> [DIRECTIONS] Which lines of the listing hold the string "person"? Copy those lines.

________

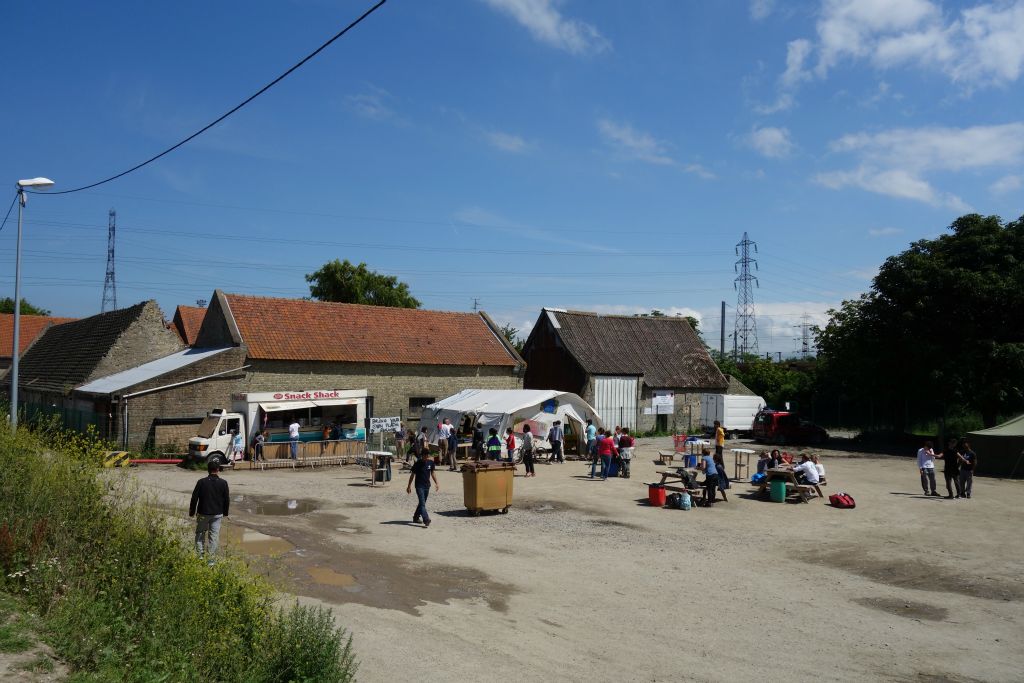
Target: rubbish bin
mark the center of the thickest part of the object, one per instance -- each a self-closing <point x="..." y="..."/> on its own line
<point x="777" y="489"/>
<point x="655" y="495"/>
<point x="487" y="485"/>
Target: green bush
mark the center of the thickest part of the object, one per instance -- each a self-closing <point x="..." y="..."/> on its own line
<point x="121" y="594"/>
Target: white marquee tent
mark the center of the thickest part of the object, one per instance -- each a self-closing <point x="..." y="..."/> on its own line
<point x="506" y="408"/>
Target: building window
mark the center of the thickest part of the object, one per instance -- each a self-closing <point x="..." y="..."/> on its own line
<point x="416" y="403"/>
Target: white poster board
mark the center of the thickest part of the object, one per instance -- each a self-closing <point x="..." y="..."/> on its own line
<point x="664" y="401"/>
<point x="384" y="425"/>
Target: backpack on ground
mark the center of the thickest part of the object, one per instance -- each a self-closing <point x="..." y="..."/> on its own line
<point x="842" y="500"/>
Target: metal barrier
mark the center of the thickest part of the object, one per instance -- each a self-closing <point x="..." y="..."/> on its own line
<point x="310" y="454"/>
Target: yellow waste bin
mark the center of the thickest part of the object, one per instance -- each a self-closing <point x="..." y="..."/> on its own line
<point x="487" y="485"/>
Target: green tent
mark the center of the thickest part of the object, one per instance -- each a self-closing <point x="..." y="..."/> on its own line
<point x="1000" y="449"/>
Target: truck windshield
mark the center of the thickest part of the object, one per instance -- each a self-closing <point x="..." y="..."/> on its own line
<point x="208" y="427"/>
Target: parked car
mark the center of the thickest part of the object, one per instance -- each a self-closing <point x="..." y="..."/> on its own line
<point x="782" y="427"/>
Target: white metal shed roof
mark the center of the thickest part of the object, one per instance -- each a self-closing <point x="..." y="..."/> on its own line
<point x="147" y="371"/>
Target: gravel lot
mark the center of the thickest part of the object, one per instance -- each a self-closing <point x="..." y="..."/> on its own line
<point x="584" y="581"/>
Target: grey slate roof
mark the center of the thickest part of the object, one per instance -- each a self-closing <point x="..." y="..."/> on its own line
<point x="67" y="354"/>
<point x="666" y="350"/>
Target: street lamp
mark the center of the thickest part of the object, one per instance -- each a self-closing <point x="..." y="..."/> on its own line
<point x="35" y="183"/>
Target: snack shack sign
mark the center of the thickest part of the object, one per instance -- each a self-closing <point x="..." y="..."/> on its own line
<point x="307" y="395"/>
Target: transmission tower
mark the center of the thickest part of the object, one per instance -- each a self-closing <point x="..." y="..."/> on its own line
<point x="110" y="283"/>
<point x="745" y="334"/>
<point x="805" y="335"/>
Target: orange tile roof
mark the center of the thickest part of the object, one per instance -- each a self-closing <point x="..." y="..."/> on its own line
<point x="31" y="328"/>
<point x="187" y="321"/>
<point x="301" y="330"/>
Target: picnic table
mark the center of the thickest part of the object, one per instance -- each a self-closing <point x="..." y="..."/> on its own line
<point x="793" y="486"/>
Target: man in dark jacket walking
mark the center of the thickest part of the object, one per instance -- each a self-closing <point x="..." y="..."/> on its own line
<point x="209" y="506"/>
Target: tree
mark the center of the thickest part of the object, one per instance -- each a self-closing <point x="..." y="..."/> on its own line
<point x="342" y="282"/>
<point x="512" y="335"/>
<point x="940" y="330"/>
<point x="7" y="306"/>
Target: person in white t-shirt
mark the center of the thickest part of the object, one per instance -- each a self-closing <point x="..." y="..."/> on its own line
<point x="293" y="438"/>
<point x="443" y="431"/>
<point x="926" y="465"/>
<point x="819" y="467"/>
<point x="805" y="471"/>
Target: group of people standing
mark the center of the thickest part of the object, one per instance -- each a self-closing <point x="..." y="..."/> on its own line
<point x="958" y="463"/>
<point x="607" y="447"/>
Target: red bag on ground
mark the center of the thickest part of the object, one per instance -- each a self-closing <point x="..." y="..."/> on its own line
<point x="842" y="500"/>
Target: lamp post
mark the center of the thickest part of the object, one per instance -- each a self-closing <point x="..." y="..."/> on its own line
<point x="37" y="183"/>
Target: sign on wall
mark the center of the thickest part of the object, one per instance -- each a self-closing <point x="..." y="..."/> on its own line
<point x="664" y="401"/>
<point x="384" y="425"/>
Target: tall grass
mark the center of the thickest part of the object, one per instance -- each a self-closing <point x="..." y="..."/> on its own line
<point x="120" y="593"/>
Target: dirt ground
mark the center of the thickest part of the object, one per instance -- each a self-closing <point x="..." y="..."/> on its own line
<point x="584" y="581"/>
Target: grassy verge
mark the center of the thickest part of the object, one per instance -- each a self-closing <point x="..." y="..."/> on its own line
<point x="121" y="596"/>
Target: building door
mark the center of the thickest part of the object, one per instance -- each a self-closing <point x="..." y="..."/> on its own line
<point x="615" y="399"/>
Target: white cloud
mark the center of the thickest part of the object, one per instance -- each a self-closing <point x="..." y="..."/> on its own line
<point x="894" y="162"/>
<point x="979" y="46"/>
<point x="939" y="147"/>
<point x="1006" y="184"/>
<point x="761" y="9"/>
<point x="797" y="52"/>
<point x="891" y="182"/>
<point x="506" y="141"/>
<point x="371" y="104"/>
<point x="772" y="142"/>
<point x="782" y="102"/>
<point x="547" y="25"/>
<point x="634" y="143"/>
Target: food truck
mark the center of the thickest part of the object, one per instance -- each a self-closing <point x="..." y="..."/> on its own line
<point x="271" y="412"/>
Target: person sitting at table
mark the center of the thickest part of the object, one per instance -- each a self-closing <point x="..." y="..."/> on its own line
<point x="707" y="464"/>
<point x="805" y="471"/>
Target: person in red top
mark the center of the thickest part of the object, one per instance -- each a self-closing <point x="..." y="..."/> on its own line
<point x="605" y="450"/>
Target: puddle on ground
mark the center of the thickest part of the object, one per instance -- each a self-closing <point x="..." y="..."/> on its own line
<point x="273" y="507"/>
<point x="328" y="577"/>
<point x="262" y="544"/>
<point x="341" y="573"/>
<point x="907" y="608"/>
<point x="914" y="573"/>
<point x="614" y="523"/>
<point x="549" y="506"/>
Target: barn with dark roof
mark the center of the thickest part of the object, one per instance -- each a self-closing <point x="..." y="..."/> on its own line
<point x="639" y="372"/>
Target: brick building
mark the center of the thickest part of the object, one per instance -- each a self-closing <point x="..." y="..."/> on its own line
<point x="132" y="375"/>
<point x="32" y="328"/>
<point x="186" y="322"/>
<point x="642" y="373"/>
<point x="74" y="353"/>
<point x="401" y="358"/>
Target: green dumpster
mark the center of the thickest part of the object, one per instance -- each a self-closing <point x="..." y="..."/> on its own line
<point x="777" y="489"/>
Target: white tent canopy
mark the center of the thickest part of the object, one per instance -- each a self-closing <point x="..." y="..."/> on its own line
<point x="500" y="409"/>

________

> [TASK OUTPUT]
Target: person in white t-shirt
Target: person sitting at table
Target: person in red top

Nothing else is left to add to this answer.